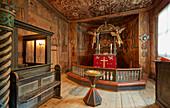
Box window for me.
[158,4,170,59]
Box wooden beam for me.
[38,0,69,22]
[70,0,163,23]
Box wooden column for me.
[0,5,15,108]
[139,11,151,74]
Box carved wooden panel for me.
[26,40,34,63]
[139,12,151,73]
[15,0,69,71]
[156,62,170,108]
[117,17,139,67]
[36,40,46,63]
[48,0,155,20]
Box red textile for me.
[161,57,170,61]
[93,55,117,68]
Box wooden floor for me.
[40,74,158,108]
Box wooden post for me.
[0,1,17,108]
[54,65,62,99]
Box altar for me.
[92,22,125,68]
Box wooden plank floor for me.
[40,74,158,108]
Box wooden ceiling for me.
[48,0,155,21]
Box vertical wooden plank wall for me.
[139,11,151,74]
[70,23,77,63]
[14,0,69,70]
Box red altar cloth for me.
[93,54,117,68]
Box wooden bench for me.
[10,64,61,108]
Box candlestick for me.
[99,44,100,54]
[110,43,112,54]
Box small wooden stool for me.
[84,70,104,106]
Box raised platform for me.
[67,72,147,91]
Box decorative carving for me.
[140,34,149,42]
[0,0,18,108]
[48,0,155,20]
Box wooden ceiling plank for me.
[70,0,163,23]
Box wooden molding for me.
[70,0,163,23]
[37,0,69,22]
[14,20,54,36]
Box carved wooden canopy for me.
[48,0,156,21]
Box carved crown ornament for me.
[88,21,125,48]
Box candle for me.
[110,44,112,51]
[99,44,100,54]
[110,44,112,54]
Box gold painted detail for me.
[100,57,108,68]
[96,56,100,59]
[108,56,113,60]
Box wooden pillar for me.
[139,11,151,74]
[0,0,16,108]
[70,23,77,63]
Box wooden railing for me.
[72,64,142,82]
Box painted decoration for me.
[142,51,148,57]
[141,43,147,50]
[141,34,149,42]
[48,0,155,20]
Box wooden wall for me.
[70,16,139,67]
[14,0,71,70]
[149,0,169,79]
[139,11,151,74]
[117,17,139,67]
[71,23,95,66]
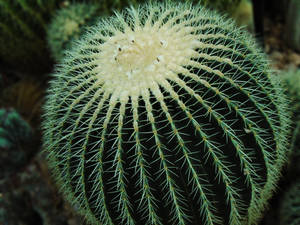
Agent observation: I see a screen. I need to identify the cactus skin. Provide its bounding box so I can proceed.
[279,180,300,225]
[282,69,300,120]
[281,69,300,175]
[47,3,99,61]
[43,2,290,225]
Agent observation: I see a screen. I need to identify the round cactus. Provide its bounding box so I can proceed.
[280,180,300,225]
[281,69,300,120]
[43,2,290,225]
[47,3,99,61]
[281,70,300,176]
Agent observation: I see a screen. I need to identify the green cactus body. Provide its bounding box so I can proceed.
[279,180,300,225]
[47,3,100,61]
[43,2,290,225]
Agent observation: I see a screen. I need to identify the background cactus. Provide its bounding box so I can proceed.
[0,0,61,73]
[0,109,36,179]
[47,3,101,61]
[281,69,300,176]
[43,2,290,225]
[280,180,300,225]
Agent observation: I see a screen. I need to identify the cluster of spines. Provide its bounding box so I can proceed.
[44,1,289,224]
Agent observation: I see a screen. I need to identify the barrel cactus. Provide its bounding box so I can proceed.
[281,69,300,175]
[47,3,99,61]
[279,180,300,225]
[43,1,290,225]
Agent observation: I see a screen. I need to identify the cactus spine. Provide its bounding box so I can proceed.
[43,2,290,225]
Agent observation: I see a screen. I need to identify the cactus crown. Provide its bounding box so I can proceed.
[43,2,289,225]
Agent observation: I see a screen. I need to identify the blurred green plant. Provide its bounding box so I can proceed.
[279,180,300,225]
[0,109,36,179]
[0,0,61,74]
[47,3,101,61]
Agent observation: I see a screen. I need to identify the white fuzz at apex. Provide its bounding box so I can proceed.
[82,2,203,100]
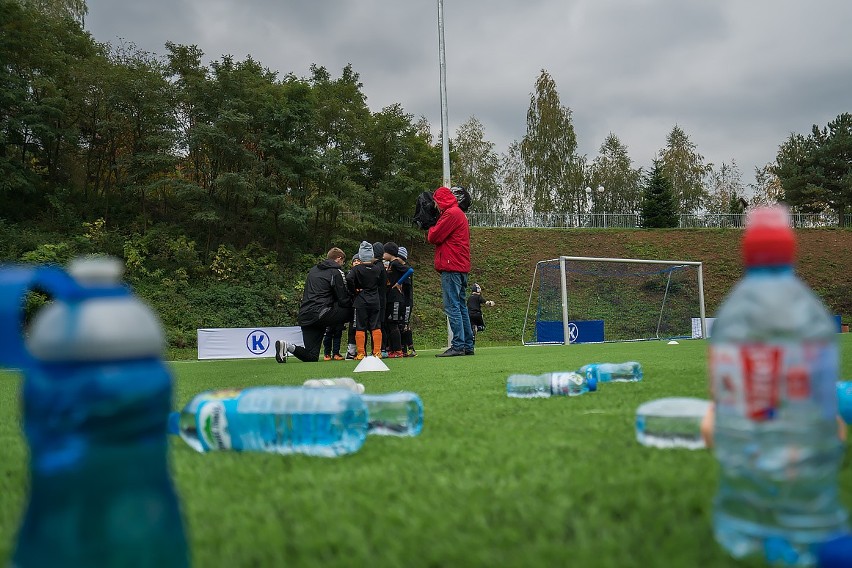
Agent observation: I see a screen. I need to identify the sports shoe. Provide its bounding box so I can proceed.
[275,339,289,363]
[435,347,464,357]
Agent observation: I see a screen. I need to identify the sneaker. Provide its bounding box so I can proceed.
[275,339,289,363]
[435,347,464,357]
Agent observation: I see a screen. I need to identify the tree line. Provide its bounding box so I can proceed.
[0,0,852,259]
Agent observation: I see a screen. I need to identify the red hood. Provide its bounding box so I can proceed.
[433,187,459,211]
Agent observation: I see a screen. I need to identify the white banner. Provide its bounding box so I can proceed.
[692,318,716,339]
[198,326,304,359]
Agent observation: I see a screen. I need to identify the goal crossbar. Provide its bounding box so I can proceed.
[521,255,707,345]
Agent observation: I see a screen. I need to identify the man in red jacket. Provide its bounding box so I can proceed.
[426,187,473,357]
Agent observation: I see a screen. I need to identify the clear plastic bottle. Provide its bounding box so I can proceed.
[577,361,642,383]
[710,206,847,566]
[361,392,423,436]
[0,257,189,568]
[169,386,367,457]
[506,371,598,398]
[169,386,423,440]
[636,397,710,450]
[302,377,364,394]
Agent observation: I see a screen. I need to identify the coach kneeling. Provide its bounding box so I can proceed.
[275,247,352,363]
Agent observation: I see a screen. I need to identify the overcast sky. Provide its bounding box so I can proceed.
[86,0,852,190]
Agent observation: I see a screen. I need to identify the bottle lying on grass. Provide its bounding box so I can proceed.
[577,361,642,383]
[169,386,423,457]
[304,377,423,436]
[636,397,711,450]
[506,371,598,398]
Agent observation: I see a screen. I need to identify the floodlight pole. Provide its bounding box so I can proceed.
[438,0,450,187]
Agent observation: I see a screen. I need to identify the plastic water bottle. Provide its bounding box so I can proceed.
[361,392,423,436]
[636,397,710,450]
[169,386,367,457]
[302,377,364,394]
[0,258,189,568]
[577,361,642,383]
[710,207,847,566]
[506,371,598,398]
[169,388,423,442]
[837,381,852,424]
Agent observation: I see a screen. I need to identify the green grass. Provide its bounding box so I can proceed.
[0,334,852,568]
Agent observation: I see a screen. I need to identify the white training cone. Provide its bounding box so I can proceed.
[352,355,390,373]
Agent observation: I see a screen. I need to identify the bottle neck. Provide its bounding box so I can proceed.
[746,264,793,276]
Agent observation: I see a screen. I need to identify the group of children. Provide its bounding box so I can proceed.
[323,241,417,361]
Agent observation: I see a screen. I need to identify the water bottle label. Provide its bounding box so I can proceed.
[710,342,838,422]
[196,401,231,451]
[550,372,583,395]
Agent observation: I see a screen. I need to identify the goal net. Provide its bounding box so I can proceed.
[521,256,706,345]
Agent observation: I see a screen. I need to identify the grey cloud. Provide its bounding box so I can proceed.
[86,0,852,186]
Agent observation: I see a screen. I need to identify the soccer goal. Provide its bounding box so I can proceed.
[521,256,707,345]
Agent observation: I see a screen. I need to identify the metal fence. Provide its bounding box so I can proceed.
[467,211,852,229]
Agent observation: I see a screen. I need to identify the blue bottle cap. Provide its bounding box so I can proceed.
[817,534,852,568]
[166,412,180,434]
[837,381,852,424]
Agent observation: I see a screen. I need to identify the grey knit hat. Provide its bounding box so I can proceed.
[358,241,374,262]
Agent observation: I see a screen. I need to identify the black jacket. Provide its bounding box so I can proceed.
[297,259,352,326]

○ ○ ○

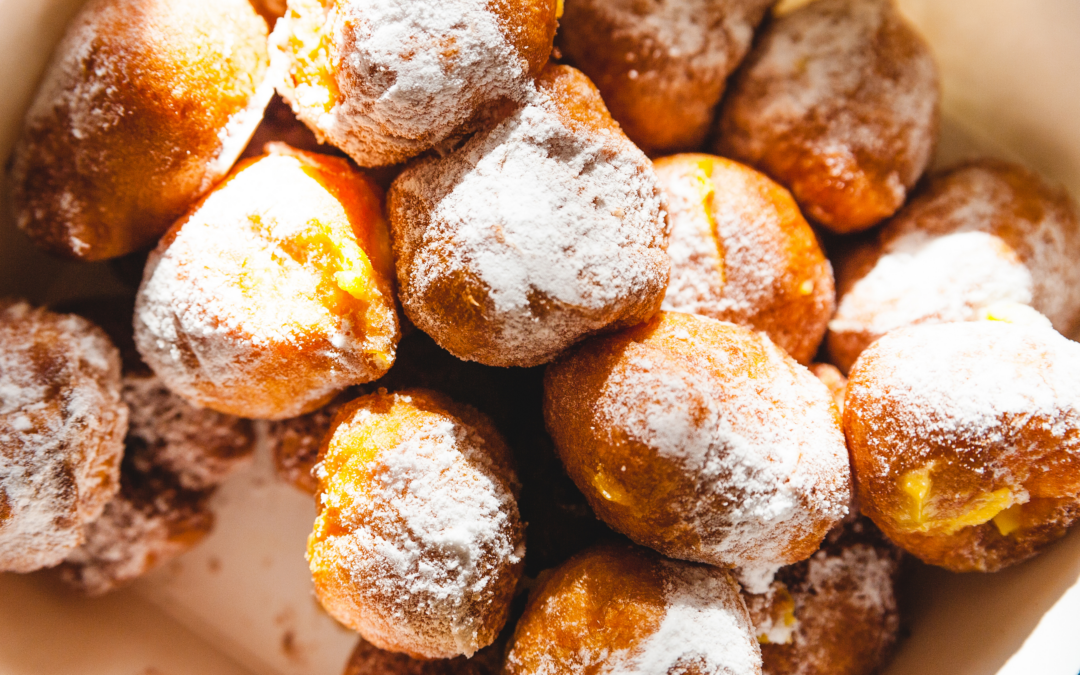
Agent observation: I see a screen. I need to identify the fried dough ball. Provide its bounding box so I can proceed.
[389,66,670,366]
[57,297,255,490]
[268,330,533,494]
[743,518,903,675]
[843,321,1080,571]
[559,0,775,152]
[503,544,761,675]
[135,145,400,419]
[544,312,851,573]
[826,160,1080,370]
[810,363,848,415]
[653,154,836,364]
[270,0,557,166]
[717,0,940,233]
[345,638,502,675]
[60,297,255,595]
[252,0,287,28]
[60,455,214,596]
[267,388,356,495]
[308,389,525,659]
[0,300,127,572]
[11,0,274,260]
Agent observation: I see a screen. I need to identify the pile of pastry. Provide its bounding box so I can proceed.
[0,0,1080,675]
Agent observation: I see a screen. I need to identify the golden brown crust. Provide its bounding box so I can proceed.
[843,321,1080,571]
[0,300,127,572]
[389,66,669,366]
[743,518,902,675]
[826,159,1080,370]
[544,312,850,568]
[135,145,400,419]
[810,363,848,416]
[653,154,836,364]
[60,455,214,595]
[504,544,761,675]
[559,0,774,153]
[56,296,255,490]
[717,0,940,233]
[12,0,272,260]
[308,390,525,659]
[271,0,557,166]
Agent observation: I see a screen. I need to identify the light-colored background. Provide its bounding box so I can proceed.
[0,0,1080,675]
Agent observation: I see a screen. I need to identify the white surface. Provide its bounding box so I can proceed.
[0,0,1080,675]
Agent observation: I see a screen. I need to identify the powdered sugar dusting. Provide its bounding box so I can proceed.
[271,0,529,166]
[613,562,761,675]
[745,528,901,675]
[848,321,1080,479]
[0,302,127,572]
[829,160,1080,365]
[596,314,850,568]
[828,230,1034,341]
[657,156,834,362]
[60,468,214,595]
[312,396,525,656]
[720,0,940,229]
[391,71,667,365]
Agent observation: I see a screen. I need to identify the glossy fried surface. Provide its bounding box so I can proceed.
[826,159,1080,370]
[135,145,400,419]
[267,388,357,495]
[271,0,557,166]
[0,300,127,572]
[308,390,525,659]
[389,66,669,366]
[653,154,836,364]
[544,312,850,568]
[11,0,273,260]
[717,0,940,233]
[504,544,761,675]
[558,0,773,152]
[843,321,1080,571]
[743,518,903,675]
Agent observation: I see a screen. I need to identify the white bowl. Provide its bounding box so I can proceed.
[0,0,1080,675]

○ ○ ○

#### Given request
Please copy the records above exactly, from the line containing "Box window for me." through the line containing "[110,44,112,54]", inclusive.

#### Result of this task
Box window for me.
[158,4,170,59]
Box wooden beam for me.
[38,0,69,22]
[70,0,163,23]
Box wooden column for me.
[0,5,15,108]
[139,11,151,74]
Box carved wooden panel for me.
[26,40,34,63]
[139,12,151,73]
[15,0,69,71]
[156,62,170,108]
[117,17,139,67]
[36,40,46,63]
[48,0,155,20]
Box red textile for me.
[161,57,170,61]
[93,55,117,68]
Box wooden floor for me.
[40,74,158,108]
Box wooden post for me.
[0,1,17,108]
[54,65,62,99]
Box altar for me.
[92,22,125,68]
Box wooden plank floor for me.
[40,74,158,108]
Box wooden ceiling for me.
[48,0,155,21]
Box vertical wooden plank wall for me.
[139,11,151,74]
[70,23,77,63]
[14,0,69,70]
Box red altar cloth for me.
[93,54,117,68]
Box wooden bench for me.
[10,64,61,108]
Box candlestick for me.
[99,44,100,54]
[110,43,112,54]
Box small wooden stool for me.
[84,70,104,106]
Box raised platform for me.
[67,72,147,91]
Box decorative carving for me.
[140,34,149,42]
[0,0,18,108]
[48,0,155,20]
Box wooden ceiling plank for me.
[70,0,163,23]
Box wooden molding for me.
[70,0,163,23]
[37,0,69,22]
[14,20,54,36]
Box carved wooden canopy for me.
[48,0,156,21]
Box carved crown ornament for me.
[88,21,125,48]
Box candle for me.
[110,44,112,51]
[99,44,100,54]
[110,44,112,54]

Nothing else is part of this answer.